--- Start of AVAILABLE DATA ---

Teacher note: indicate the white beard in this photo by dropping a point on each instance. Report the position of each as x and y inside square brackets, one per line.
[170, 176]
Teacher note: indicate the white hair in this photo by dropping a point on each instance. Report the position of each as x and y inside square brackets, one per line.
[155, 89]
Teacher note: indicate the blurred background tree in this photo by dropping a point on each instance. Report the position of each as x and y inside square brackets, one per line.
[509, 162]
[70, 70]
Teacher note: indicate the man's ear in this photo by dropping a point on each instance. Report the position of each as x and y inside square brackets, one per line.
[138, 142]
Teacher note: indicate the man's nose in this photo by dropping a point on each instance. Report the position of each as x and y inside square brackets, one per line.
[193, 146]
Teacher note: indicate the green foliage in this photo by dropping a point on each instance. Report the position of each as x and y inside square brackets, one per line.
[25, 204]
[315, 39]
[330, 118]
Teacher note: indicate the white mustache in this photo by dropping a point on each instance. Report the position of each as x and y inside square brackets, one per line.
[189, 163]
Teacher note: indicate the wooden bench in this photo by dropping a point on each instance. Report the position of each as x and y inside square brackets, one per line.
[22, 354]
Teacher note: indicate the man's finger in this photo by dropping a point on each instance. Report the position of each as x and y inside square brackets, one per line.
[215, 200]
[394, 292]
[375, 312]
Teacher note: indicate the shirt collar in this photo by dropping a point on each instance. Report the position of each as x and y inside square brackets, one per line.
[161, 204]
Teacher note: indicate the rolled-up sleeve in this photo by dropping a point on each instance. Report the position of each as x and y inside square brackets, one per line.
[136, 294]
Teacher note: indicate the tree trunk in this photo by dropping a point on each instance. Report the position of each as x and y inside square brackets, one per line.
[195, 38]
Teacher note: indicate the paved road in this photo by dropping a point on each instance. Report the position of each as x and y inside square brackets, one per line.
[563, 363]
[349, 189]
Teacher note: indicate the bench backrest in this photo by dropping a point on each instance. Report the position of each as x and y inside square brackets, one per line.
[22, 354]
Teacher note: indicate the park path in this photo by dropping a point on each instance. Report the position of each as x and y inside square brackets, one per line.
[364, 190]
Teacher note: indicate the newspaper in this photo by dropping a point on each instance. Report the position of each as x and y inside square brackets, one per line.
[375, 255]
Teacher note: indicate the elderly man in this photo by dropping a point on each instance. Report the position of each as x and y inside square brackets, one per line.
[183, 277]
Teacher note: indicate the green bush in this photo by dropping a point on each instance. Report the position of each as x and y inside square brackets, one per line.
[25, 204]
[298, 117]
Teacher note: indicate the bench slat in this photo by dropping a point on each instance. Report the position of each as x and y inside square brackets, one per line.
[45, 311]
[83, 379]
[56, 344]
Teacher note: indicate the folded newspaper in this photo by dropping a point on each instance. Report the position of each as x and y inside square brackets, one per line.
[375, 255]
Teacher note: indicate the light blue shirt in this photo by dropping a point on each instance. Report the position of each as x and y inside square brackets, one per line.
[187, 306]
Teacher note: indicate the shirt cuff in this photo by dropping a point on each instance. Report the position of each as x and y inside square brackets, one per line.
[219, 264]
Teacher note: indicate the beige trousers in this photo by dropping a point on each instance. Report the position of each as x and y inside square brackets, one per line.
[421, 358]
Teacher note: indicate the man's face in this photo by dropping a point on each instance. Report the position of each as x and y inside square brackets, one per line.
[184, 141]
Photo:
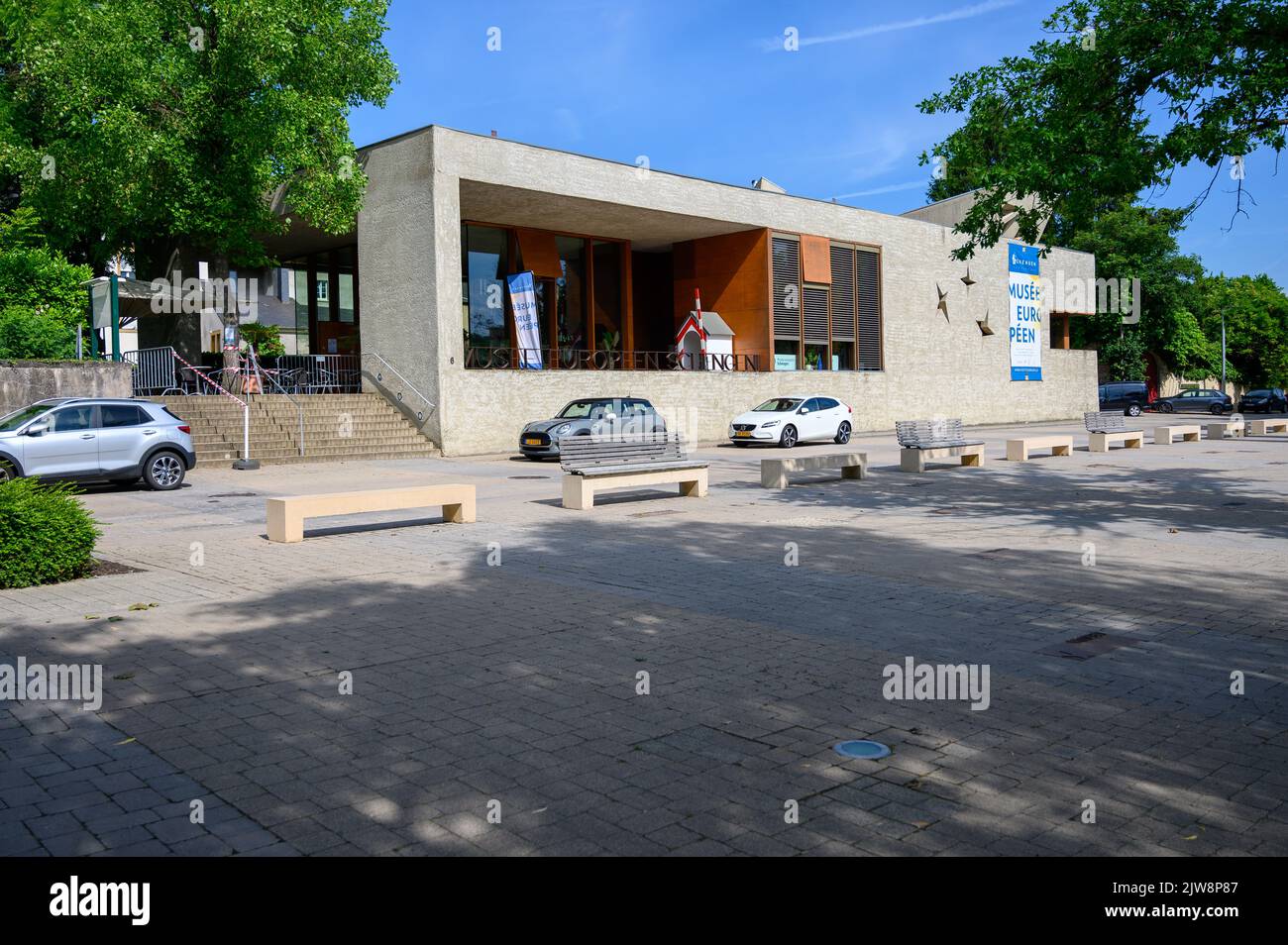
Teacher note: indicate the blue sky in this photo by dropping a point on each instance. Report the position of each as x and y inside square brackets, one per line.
[703, 88]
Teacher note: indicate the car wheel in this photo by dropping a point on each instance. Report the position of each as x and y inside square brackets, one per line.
[163, 472]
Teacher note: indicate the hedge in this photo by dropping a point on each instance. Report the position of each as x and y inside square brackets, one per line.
[46, 535]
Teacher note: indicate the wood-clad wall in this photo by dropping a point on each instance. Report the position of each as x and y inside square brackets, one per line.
[732, 270]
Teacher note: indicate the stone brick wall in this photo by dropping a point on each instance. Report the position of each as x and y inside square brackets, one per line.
[27, 381]
[934, 366]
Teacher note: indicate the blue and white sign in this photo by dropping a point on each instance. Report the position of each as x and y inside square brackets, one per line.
[523, 300]
[1025, 305]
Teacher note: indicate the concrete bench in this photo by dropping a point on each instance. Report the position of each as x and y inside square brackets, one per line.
[1260, 428]
[286, 515]
[773, 472]
[935, 439]
[1019, 450]
[593, 464]
[1218, 432]
[1109, 426]
[1189, 433]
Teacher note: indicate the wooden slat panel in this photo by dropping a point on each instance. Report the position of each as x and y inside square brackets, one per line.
[842, 292]
[868, 279]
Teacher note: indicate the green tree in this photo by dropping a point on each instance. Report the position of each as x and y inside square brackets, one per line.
[162, 127]
[1127, 91]
[42, 293]
[1256, 326]
[1133, 242]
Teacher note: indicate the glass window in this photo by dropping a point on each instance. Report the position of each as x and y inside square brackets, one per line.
[571, 297]
[608, 295]
[121, 415]
[72, 419]
[485, 262]
[12, 421]
[587, 408]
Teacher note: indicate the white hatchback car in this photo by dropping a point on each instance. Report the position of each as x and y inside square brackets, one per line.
[786, 421]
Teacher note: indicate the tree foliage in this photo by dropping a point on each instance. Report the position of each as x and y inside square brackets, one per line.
[1124, 94]
[155, 125]
[42, 293]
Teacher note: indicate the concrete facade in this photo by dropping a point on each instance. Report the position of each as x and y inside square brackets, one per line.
[423, 184]
[27, 381]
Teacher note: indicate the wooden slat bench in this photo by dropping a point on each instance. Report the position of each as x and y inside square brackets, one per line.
[1260, 428]
[593, 464]
[286, 515]
[1108, 428]
[1218, 432]
[1189, 433]
[1019, 450]
[935, 439]
[773, 472]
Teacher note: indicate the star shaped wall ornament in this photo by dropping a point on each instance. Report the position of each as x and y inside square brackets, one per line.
[943, 303]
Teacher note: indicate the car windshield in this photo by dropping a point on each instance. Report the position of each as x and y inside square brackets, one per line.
[778, 406]
[587, 408]
[12, 421]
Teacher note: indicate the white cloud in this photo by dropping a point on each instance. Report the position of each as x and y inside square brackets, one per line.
[915, 24]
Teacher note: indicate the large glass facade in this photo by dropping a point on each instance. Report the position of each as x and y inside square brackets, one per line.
[484, 253]
[580, 293]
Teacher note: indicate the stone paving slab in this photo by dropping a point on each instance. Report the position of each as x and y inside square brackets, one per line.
[514, 687]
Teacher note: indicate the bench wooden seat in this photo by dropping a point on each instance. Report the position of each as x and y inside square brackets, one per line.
[1019, 450]
[1218, 432]
[1261, 428]
[593, 464]
[1189, 433]
[1111, 426]
[286, 514]
[935, 439]
[773, 472]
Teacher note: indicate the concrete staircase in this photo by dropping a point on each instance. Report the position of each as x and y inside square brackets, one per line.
[336, 426]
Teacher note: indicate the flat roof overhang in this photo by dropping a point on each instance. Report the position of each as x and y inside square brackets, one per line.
[647, 230]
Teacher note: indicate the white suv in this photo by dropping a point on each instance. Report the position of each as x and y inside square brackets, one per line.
[97, 438]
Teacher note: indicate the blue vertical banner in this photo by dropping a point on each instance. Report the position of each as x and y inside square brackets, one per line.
[523, 300]
[1025, 306]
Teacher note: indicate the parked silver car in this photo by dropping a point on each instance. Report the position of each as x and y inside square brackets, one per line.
[97, 438]
[593, 415]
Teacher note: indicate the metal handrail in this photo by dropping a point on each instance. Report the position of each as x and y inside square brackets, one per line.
[259, 374]
[398, 395]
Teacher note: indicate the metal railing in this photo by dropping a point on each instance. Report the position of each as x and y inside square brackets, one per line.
[381, 370]
[579, 360]
[155, 370]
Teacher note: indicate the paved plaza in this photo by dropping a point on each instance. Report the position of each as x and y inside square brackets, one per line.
[496, 667]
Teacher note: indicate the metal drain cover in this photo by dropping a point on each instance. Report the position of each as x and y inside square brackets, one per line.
[862, 748]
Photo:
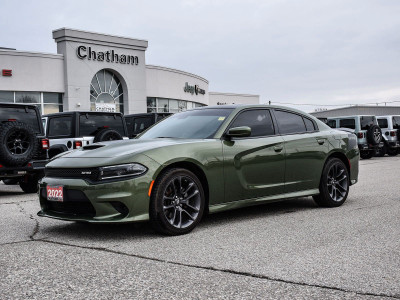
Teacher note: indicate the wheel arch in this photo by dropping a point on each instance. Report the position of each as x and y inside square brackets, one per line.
[342, 157]
[195, 169]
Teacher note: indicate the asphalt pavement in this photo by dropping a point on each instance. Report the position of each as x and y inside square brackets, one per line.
[285, 250]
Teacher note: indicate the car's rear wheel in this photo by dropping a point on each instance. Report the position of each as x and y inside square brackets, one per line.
[177, 202]
[334, 184]
[366, 154]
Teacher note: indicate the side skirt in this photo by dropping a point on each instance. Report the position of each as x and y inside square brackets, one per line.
[255, 201]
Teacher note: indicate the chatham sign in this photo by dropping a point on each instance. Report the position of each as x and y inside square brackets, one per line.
[84, 52]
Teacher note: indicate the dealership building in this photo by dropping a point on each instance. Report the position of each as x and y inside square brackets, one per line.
[100, 72]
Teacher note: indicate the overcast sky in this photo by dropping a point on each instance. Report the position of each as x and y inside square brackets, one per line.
[305, 52]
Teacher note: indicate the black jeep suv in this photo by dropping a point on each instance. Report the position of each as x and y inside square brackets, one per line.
[23, 147]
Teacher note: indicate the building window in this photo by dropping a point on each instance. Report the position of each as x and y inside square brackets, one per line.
[169, 105]
[46, 102]
[52, 103]
[106, 92]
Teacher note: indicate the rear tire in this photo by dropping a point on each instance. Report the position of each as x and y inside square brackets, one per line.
[18, 143]
[334, 184]
[381, 151]
[366, 154]
[177, 202]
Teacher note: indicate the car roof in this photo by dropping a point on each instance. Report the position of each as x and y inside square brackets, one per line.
[348, 117]
[82, 112]
[244, 106]
[18, 105]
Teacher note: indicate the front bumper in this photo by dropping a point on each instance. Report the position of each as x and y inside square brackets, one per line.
[118, 201]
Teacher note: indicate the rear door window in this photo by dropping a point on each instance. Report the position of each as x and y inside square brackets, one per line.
[331, 123]
[396, 122]
[348, 123]
[289, 122]
[259, 120]
[309, 124]
[60, 126]
[142, 123]
[367, 122]
[383, 123]
[91, 124]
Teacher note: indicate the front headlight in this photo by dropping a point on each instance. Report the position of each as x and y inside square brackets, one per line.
[118, 171]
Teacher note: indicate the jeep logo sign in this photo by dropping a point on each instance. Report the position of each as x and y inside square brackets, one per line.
[193, 89]
[84, 52]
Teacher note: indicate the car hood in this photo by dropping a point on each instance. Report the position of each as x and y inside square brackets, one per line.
[125, 147]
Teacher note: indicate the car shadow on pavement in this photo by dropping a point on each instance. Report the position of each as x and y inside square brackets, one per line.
[114, 232]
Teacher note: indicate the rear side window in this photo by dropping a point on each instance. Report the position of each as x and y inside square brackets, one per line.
[90, 124]
[367, 122]
[348, 123]
[331, 123]
[289, 122]
[309, 124]
[60, 126]
[383, 123]
[19, 114]
[259, 120]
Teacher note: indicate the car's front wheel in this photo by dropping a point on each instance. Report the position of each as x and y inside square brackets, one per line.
[177, 202]
[334, 184]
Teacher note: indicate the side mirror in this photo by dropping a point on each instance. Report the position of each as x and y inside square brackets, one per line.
[242, 131]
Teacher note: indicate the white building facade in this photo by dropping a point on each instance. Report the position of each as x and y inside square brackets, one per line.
[99, 72]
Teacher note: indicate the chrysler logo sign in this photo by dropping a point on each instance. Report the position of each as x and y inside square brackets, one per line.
[84, 52]
[193, 89]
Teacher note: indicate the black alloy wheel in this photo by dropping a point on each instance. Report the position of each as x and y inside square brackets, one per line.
[18, 143]
[334, 184]
[177, 202]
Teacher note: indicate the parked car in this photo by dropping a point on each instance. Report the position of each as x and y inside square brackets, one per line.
[137, 123]
[369, 135]
[390, 126]
[209, 159]
[72, 130]
[23, 146]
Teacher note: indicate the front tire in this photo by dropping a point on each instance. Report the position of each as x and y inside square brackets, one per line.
[334, 184]
[177, 202]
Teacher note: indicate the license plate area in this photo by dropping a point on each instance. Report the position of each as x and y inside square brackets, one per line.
[55, 193]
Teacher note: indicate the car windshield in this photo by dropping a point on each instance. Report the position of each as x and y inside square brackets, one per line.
[194, 124]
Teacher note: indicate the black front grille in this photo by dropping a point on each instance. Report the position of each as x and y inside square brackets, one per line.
[75, 203]
[91, 174]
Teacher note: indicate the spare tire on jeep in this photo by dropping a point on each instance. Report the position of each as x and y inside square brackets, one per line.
[18, 143]
[107, 135]
[374, 135]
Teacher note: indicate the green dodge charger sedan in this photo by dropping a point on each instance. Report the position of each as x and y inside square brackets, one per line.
[209, 159]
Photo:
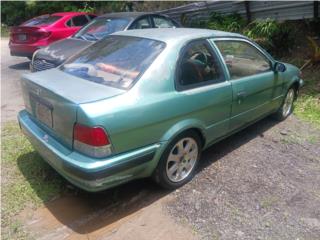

--- End of AVAILABLE DATA ---

[WHAT IS ASKED]
Please count how many lines in the entries above contain the word "concrete", treating uppercase and lowercase as different, and reply with only the number.

[EXERCISE RESPONSE]
3